### What is being asked
Collect every line of the material below that contains the word "groom", copying each one in full.

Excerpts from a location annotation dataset
=-=-=

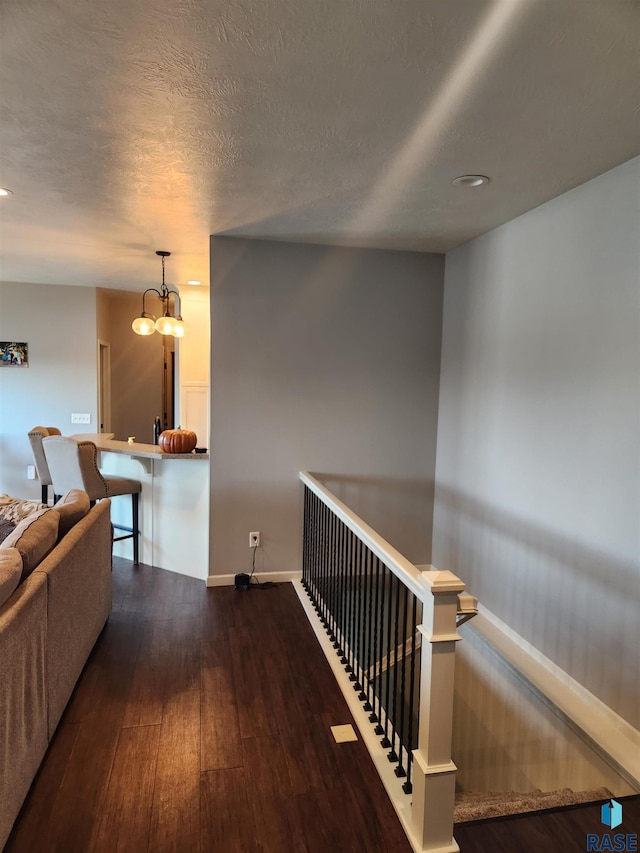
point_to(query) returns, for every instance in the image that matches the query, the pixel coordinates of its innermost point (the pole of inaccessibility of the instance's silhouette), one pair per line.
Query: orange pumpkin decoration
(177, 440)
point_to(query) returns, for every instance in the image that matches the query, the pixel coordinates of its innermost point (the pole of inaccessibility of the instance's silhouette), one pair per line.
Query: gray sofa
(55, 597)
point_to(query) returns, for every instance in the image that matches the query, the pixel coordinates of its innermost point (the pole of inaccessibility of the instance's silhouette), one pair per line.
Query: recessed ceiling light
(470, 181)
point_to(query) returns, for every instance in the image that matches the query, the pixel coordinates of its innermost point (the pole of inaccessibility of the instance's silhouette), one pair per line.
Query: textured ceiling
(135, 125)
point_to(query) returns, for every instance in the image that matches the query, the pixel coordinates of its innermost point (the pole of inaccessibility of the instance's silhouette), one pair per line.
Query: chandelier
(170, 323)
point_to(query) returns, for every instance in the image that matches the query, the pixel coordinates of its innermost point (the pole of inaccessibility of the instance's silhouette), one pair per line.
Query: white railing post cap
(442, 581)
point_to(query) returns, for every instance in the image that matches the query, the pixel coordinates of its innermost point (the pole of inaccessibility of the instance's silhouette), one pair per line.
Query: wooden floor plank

=-=-=

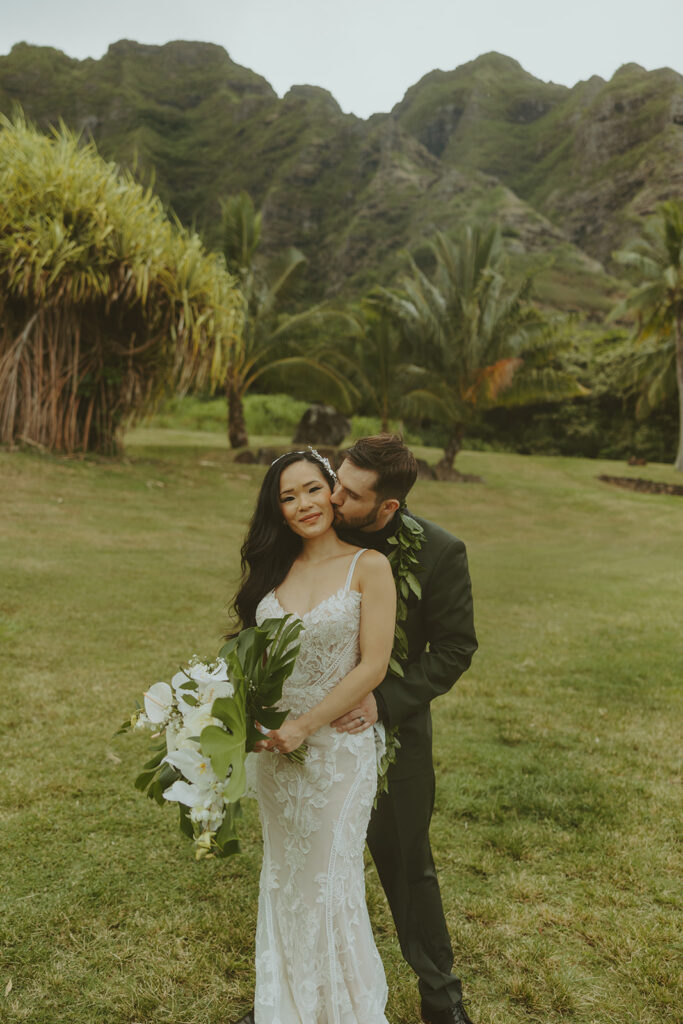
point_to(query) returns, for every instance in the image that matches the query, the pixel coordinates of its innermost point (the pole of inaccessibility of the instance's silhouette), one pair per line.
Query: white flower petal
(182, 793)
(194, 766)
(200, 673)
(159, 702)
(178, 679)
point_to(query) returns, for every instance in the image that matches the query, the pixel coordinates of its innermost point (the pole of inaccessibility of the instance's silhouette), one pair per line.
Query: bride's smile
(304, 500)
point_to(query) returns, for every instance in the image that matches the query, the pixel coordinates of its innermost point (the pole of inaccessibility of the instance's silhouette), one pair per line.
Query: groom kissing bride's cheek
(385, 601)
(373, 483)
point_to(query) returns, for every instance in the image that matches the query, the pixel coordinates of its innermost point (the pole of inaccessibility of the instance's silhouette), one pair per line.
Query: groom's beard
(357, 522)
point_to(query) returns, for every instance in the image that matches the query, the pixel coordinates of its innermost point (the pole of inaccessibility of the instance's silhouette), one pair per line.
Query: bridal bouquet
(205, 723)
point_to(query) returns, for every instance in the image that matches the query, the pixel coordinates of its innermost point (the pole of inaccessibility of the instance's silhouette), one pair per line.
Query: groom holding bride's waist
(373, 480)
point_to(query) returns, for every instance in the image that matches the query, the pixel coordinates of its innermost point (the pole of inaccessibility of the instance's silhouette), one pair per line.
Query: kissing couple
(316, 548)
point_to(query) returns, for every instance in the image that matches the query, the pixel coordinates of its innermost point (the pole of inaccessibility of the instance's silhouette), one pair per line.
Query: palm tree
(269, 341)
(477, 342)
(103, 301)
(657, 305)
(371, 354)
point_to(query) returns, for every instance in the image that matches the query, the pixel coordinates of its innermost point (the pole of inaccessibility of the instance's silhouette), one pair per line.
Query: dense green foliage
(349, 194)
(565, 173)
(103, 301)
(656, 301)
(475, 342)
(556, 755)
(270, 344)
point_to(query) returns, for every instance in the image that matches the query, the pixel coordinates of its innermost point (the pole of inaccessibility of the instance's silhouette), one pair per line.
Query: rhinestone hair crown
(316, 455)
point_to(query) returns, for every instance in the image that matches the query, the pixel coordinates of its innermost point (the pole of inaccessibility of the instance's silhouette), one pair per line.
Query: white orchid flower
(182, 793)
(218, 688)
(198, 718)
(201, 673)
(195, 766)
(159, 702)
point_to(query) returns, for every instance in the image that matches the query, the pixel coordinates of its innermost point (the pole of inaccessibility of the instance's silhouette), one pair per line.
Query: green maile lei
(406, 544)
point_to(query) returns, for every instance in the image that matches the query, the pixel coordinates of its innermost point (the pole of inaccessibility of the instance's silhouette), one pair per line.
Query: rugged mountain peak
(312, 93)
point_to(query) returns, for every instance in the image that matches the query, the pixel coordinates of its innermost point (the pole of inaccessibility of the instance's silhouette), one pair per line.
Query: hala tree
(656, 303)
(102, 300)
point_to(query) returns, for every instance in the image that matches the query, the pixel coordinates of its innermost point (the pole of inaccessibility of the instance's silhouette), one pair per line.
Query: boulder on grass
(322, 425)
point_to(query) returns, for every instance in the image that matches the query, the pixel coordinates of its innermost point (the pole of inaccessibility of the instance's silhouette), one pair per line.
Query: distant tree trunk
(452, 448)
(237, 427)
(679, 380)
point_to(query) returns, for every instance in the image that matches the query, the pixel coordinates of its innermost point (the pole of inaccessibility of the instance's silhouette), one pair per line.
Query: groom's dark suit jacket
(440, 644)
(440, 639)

=-=-=

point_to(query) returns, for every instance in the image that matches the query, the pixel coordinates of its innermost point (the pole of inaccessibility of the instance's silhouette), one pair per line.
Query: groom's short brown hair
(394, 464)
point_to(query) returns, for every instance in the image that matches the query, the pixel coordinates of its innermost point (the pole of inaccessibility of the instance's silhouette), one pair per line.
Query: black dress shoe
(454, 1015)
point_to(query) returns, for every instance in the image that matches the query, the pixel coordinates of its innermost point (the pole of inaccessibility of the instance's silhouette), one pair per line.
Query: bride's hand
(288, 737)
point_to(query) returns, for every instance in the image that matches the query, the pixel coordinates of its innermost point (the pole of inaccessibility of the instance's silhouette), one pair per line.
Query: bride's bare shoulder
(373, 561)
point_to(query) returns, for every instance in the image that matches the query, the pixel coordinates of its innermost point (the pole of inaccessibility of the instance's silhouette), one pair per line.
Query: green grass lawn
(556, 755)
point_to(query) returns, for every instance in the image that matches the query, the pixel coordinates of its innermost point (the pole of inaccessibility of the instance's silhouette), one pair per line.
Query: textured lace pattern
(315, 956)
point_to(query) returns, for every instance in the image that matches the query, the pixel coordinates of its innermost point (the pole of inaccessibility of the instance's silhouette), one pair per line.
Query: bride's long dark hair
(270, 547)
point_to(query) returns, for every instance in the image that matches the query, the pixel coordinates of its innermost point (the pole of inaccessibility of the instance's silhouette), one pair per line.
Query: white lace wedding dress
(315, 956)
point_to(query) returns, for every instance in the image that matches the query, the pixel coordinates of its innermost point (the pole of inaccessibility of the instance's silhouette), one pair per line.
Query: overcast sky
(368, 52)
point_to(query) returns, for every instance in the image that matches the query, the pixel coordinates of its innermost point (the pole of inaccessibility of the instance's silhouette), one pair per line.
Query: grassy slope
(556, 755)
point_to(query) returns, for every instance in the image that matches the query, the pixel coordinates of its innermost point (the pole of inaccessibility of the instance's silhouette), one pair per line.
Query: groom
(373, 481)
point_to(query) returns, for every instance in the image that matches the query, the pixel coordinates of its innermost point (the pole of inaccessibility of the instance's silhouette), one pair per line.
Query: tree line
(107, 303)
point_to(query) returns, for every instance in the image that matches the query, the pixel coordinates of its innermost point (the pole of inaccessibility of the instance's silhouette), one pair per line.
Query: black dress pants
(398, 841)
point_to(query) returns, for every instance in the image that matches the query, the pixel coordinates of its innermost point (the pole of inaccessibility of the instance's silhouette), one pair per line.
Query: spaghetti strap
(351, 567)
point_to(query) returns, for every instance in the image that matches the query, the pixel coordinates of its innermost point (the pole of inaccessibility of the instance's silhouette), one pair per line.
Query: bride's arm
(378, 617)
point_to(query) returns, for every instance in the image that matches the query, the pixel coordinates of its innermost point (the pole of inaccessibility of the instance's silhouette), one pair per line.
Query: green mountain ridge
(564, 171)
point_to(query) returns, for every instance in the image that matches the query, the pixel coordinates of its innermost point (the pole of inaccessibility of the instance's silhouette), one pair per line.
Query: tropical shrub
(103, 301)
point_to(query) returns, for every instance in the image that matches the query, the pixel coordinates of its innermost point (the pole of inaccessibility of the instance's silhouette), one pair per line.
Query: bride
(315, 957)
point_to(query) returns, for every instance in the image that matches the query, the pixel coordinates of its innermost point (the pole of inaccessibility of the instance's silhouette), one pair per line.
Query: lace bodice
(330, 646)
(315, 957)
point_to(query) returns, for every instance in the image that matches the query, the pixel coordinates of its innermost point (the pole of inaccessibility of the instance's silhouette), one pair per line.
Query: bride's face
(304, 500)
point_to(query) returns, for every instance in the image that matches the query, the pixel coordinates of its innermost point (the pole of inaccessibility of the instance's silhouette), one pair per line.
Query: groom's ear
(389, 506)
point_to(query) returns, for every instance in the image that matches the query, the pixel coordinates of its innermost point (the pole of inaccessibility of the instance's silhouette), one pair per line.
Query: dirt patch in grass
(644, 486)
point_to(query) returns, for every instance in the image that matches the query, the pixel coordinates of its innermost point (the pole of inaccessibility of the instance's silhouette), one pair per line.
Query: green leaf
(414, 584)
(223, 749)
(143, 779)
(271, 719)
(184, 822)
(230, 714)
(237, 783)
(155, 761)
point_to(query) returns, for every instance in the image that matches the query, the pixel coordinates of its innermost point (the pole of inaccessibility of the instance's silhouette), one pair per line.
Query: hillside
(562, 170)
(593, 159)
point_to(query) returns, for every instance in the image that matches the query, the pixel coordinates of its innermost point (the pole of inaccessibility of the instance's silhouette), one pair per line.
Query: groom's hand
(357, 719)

=-=-=

### Output for this exercise
Query: groom kissing bride's cheek
Query: groom's beard
Query: groom holding bride's waist
Query: groom's dark suit jacket
Query: groom's short brown hair
Query: groom
Query: groom's ear
Query: groom's hand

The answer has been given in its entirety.